#### [GOAL OF THE EXERCISE]
Please reproduce the entries exactly, skipping each picture.

"""

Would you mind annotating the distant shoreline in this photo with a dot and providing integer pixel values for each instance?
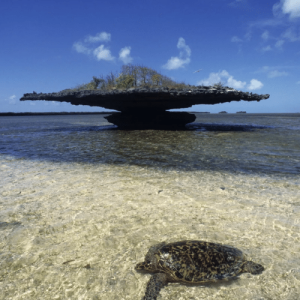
(9, 114)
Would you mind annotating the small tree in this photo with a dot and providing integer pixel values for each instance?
(124, 81)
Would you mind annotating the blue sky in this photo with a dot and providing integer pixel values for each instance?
(251, 45)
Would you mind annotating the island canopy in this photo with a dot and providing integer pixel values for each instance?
(141, 95)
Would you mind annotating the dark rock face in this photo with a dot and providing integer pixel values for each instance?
(151, 120)
(146, 107)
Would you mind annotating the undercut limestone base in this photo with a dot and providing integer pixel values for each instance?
(151, 120)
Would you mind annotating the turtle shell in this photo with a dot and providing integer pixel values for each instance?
(197, 261)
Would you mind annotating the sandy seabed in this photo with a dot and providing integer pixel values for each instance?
(76, 231)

"""

#### [SOLUTION]
Would you mind annotating the distant shoreline in this photo with a dot and providing integer pixel values for each instance?
(9, 114)
Would you mind annotating the small tree in this photo with a dot and providing integer pixel values for each instance?
(124, 81)
Would you mind annotating the blue sky in this photo with a dot and providing integer pixel values for each instance?
(251, 45)
Would you mind annotating the island canopy in this photo with a dot and providing integer pixel values for each instance?
(141, 95)
Would you mind annotating the dark rock face in this photo with a dot and providing integer pixel values for each instance?
(151, 120)
(146, 107)
Would you mind annotating the undercut limestone base in this photo with a dot and providing integer pixel values for each instance?
(151, 120)
Would you mind annotating the turtle shell in this photo with a dot and providing integer pixel values for each instance?
(197, 261)
Would you mind annotating the sandy seabed in this photo with a dot and providing integer pixel values for each instance?
(76, 231)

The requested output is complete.